Rewrite only the listing lines from the one containing "Thank you for the photo. Please point out the tree branch" through the end of the listing, requests included, leaving out the pictures. Scale every point coordinate by 1.7 and round each result to a whole number, rounding halves up.

Records from a point labeling set:
────────

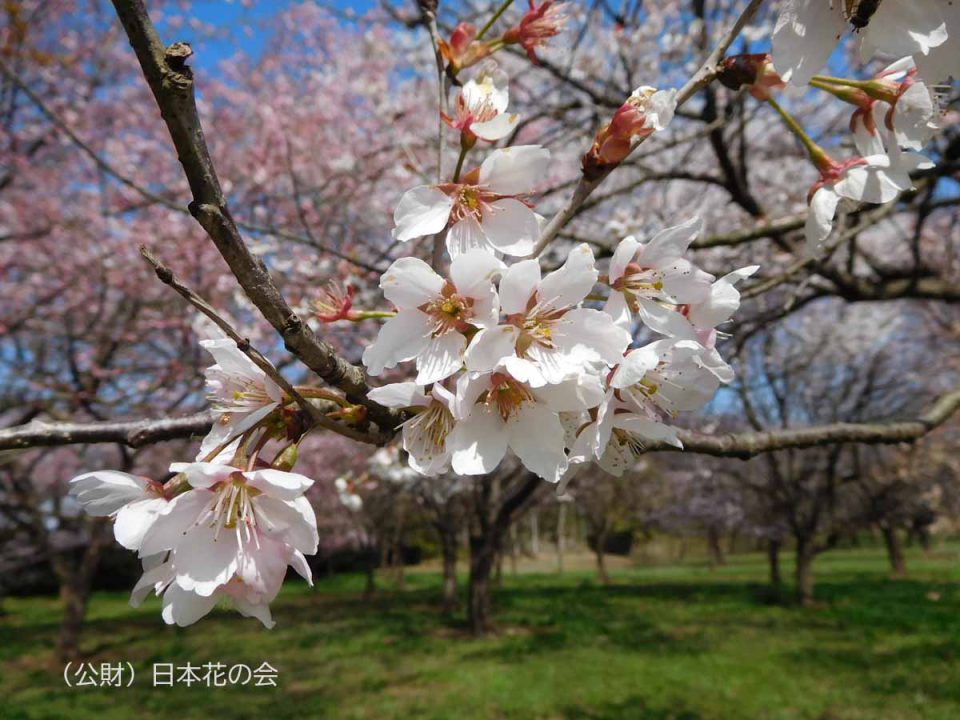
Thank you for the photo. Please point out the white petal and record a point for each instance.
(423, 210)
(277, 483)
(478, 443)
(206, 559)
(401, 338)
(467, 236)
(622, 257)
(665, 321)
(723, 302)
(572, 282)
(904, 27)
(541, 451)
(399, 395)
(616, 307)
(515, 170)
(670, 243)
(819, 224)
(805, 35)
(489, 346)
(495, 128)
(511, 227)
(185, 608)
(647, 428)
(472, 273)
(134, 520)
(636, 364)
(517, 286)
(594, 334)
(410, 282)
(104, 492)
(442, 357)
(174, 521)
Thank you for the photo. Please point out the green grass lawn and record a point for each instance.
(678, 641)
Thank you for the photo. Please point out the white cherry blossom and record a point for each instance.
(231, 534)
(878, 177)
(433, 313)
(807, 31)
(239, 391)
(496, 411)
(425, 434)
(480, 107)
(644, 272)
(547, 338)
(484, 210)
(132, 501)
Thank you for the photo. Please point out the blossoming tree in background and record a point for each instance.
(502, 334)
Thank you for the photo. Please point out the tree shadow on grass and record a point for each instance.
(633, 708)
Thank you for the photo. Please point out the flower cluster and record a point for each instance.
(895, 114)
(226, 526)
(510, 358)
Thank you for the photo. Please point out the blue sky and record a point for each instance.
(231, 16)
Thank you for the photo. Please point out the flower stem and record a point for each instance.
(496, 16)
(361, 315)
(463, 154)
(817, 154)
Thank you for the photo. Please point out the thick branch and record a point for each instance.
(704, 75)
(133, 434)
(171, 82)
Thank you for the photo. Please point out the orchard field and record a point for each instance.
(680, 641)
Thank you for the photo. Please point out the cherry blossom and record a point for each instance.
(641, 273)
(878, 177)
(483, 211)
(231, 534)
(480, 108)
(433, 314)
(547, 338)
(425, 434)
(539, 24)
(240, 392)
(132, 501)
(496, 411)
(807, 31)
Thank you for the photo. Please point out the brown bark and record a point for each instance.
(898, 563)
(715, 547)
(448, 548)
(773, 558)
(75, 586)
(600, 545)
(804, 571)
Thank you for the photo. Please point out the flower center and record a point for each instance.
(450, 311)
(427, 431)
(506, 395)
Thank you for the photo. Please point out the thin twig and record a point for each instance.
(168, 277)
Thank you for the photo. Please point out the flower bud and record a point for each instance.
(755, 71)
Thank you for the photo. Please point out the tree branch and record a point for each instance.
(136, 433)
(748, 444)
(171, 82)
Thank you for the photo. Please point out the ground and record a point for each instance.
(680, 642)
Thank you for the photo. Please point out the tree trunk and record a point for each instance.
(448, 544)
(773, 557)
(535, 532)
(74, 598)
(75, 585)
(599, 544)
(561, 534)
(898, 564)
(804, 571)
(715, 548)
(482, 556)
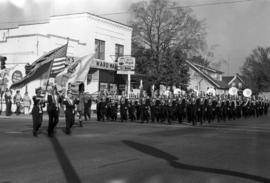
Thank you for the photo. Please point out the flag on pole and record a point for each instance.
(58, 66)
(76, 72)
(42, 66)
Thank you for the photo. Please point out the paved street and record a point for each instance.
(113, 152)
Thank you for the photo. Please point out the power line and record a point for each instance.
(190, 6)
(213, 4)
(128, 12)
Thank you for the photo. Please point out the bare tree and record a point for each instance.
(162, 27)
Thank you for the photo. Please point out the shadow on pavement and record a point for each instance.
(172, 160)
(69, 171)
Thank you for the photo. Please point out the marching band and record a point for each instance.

────────

# TASK RESULT:
Thank you for the photo. Please point out the tree branch and record a point for each instance.
(231, 736)
(1272, 755)
(291, 139)
Thank you for the photo. Please point out the ground and record a point for each instance.
(1156, 1091)
Thank you for the photo. Please point out the tree trunk and record a point for each instance.
(762, 925)
(1314, 947)
(910, 904)
(126, 1017)
(128, 995)
(1018, 925)
(954, 908)
(1527, 959)
(1367, 971)
(1216, 932)
(819, 945)
Thank you for the photo. Please point out the flag on pole and record a point for each instance.
(99, 112)
(129, 122)
(71, 112)
Thank you for the photo. Please point out the paved street and record a point for each instance.
(192, 258)
Thank you for the photo. Please point out the power line and record a point for each instance.
(323, 10)
(362, 7)
(218, 20)
Thank you for the photo. Please point out the bare tree and record a point for each instance.
(275, 46)
Thank you for the photo. Please point out the shadow on pavement and record a point for each instance.
(292, 272)
(117, 291)
Thank you for the photo. Please point out the marching band and record a point for each instance.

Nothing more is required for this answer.